------ Provided entries ------
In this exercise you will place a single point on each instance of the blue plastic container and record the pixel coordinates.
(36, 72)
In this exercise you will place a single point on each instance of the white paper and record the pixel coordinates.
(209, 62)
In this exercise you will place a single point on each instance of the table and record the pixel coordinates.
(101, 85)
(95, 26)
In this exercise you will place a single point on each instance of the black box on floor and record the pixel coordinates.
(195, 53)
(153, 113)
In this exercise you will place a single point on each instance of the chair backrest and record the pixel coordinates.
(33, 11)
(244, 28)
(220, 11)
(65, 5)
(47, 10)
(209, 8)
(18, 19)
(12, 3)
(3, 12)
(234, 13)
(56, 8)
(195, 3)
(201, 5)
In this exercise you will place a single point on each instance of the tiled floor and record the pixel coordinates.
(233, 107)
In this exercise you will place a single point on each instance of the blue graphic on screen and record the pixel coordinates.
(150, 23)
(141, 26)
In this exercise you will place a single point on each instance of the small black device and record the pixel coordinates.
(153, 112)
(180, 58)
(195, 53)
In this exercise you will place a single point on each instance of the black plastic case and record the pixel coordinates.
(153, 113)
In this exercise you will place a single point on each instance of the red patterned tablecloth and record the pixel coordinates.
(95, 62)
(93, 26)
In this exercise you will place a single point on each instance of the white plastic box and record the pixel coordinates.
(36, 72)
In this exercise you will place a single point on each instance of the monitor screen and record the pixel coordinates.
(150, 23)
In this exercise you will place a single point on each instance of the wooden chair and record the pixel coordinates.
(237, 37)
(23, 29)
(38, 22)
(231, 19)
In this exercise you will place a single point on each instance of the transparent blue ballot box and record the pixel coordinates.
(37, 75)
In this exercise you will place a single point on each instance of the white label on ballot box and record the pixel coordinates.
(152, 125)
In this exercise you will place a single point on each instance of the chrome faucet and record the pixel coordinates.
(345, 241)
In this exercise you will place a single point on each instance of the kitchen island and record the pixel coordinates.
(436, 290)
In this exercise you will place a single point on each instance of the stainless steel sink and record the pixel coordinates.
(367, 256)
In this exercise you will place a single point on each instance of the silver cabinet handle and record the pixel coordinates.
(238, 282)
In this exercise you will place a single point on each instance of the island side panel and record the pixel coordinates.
------
§ What you will do:
Output every line of the rows above as a JSON list of strings, one string per line, leaving out any blank lines.

§ Exercise solution:
[
  "In this exercise you will place a single point on each instance of the blue plastic container and record the pixel coordinates.",
  "(36, 72)",
  "In this exercise you will place a single point on each instance of the white paper and record the pixel coordinates.",
  "(209, 62)",
  "In this exercise you will place a single point on each instance of the table and record the pixel coordinates.",
  "(101, 85)",
  "(95, 26)",
  "In this exercise you will place a single point on each instance of the black box on floor and record the pixel coordinates.",
  "(195, 53)",
  "(153, 113)",
  "In this exercise you will place a single point on each instance of the chair backrest and record the pixel coordinates.",
  "(33, 11)",
  "(244, 28)",
  "(220, 11)",
  "(65, 5)",
  "(47, 10)",
  "(209, 8)",
  "(18, 19)",
  "(12, 3)",
  "(3, 12)",
  "(234, 13)",
  "(56, 8)",
  "(195, 3)",
  "(201, 5)",
  "In this exercise you will place a single point on each instance of the tiled floor and record the pixel coordinates.",
  "(233, 107)",
  "In this exercise you will place a single point on each instance of the blue graphic on screen and record the pixel coordinates.",
  "(150, 23)",
  "(141, 26)",
  "In this exercise you will place a single point on each instance of the small black device and record the pixel coordinates.",
  "(153, 112)",
  "(180, 58)",
  "(195, 53)",
  "In this exercise you will place a single point on each instance of the black plastic case and record the pixel coordinates.",
  "(153, 113)",
  "In this exercise you will place a single point on each instance of the red patterned tablecloth and record the pixel coordinates.",
  "(95, 62)",
  "(93, 26)",
  "In this exercise you will place a single point on each instance of the white plastic box and record the pixel coordinates.",
  "(36, 72)",
  "In this exercise you will place a single point on each instance of the monitor screen and record the pixel coordinates.",
  "(150, 23)",
  "In this exercise you will place a single point on each instance of the wooden chair and record the pixel coordinates.",
  "(237, 37)",
  "(23, 29)",
  "(38, 22)",
  "(231, 19)",
  "In this exercise you will place a single point on each instance of the transparent blue ballot box and record the pixel coordinates.",
  "(37, 75)",
  "In this exercise you will place a single point on each instance of the white label on ballot box and record the pixel coordinates.",
  "(152, 125)",
  "In this exercise you will place a single point on each instance of the chrome faucet and record the pixel coordinates.",
  "(345, 241)",
  "In this exercise you will place a single point on each instance of the kitchen island and record the pixel coordinates.",
  "(436, 290)",
  "In this exercise you will place a single point on each instance of the stainless steel sink and record the pixel coordinates.",
  "(367, 256)",
  "In this exercise you will place a single point on each instance of the silver cabinet handle and record the pixel coordinates.",
  "(238, 282)",
  "In this exercise you will place a single point on each instance of the island side panel and record the pixel coordinates."
]